Short problem
Write out the data below word for word. Begin at the line that contains "As a courtesy, could you identify the blue jacket" and stop after the line that contains "[0,372,640,425]".

[START OF Input material]

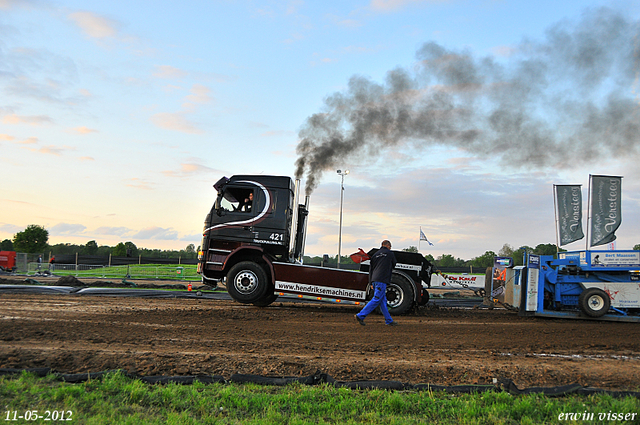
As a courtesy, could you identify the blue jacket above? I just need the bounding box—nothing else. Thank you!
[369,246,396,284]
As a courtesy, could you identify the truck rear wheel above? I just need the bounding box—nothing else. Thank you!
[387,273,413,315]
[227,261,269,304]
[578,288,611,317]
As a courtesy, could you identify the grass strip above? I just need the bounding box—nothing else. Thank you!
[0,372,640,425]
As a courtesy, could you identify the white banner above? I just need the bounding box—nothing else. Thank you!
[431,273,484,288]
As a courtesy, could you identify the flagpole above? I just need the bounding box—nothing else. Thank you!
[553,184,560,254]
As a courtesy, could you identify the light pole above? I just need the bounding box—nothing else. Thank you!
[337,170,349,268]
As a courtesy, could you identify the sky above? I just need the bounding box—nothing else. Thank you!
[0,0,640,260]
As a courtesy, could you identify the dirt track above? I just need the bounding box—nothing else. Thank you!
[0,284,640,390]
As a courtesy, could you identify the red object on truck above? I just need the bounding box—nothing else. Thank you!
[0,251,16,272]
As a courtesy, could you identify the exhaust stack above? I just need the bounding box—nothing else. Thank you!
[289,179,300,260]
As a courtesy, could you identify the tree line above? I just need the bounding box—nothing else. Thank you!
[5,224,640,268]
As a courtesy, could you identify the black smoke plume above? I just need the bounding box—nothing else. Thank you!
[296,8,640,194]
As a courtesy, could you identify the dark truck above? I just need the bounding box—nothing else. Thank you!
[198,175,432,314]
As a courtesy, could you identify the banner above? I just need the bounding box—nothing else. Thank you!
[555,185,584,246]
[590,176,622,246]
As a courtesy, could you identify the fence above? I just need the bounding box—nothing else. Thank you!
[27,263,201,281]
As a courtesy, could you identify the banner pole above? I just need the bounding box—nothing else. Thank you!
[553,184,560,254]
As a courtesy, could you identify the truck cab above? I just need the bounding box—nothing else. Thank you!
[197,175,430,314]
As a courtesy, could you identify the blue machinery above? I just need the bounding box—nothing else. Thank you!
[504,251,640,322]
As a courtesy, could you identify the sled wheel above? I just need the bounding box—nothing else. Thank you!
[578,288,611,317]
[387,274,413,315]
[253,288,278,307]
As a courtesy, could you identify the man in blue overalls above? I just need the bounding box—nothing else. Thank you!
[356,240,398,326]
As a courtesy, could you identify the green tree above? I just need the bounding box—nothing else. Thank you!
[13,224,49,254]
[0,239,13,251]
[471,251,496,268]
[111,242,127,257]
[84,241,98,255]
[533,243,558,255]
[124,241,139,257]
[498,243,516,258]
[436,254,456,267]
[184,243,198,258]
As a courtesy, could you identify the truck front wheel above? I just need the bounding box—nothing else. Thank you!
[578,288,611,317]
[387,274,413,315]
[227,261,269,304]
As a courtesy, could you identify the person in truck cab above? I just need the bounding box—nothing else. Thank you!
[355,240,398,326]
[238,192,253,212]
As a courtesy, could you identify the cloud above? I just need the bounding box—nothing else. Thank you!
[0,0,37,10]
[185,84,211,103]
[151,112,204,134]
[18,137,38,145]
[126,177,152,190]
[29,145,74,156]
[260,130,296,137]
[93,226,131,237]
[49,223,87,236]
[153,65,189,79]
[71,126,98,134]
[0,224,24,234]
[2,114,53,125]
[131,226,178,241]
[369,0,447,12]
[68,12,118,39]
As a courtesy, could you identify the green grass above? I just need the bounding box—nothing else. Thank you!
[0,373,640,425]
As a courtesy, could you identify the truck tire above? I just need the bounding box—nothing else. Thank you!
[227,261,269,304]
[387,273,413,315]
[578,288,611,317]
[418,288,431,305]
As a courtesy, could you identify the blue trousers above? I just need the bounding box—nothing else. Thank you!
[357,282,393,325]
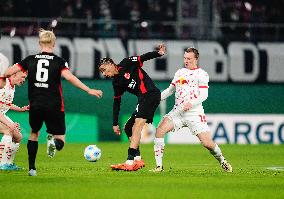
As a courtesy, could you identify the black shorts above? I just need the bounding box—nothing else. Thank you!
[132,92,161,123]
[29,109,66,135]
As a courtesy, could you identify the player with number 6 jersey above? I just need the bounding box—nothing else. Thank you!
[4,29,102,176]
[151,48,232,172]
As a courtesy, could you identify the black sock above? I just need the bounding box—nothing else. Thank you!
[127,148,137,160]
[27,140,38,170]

[END OF Input material]
[START OF Input material]

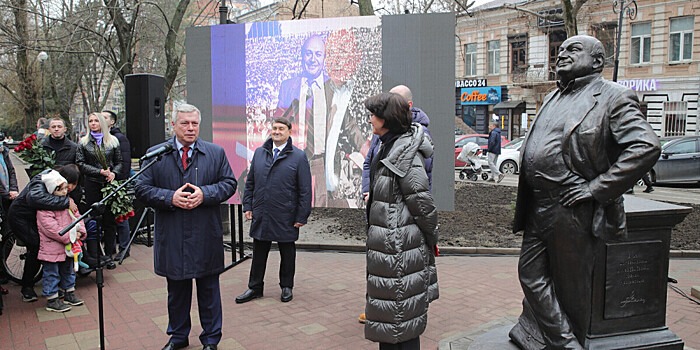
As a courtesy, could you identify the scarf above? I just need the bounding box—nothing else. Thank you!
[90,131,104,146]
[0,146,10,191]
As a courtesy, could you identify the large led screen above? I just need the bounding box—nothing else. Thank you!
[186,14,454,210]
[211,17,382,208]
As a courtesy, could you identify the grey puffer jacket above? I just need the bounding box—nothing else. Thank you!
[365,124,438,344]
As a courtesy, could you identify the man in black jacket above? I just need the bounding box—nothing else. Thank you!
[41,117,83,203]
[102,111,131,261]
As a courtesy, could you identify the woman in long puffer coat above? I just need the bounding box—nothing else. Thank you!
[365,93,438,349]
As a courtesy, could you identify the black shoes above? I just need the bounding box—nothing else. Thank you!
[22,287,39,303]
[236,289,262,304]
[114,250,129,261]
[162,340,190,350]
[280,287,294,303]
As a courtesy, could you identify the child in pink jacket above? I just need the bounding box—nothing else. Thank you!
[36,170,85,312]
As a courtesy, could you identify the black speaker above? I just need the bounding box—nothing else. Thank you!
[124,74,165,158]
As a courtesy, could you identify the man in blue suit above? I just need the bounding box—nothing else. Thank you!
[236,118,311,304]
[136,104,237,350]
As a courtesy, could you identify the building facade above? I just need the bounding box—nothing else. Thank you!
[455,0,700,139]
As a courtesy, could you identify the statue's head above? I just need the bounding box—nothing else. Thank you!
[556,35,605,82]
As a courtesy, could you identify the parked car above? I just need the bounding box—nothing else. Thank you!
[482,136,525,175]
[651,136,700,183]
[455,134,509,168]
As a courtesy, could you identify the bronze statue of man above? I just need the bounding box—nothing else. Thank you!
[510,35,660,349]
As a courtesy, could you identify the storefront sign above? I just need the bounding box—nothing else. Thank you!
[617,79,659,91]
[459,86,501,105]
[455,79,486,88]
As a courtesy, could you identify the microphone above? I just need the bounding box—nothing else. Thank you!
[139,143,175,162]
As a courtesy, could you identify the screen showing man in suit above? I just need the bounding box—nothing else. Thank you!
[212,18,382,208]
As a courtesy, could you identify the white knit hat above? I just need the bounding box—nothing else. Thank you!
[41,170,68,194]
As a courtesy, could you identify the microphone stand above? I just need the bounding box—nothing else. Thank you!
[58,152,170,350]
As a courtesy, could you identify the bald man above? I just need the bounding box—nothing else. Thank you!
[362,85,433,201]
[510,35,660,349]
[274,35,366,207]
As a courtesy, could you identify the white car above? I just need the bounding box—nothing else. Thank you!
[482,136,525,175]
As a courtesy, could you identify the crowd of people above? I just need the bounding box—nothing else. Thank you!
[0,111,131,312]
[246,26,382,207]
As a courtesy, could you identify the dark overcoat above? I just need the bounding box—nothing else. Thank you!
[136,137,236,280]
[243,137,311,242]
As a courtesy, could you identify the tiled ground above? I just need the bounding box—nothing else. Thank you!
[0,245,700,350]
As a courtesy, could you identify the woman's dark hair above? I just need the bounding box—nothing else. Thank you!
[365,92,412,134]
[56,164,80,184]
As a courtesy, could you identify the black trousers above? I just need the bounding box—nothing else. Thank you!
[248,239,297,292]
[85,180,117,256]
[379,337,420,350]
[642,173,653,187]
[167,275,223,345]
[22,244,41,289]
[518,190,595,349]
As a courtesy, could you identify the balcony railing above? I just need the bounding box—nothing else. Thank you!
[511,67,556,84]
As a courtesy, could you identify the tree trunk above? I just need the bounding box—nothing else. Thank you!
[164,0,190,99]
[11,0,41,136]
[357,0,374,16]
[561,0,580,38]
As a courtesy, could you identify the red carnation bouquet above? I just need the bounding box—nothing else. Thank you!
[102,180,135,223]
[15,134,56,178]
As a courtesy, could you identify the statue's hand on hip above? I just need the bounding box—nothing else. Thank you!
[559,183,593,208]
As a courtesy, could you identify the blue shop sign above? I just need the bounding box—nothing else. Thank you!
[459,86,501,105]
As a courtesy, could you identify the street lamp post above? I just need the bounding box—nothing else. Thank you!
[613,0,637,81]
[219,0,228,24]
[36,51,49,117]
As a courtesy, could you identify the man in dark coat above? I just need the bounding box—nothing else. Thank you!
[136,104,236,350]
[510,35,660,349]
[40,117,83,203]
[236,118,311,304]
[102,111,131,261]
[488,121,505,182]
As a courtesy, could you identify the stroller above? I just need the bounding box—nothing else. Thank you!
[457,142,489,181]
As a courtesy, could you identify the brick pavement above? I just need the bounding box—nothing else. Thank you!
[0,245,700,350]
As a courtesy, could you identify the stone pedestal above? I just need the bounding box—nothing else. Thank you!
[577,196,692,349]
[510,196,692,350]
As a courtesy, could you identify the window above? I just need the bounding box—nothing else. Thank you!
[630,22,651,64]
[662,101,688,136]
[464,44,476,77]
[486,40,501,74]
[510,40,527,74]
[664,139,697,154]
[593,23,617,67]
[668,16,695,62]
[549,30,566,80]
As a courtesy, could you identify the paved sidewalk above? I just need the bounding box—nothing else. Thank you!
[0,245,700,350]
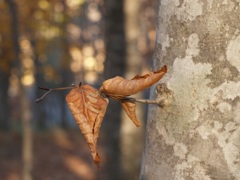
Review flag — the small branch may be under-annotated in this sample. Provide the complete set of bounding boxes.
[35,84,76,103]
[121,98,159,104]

[END OF Input material]

Output of the exercise
As a courtesy, could you identify the blue jacket above? I just need the bounding box—nothing else. Thank you!
[369,246,396,284]
As a courtesy, could you identify the truck rear wheel above? I just need the bounding box—nothing else. Thank you!
[387,273,413,315]
[227,261,269,304]
[578,288,611,317]
As a courtesy, could you identify the grass strip above? I just need the bounding box—nothing else. Thank you!
[0,372,640,425]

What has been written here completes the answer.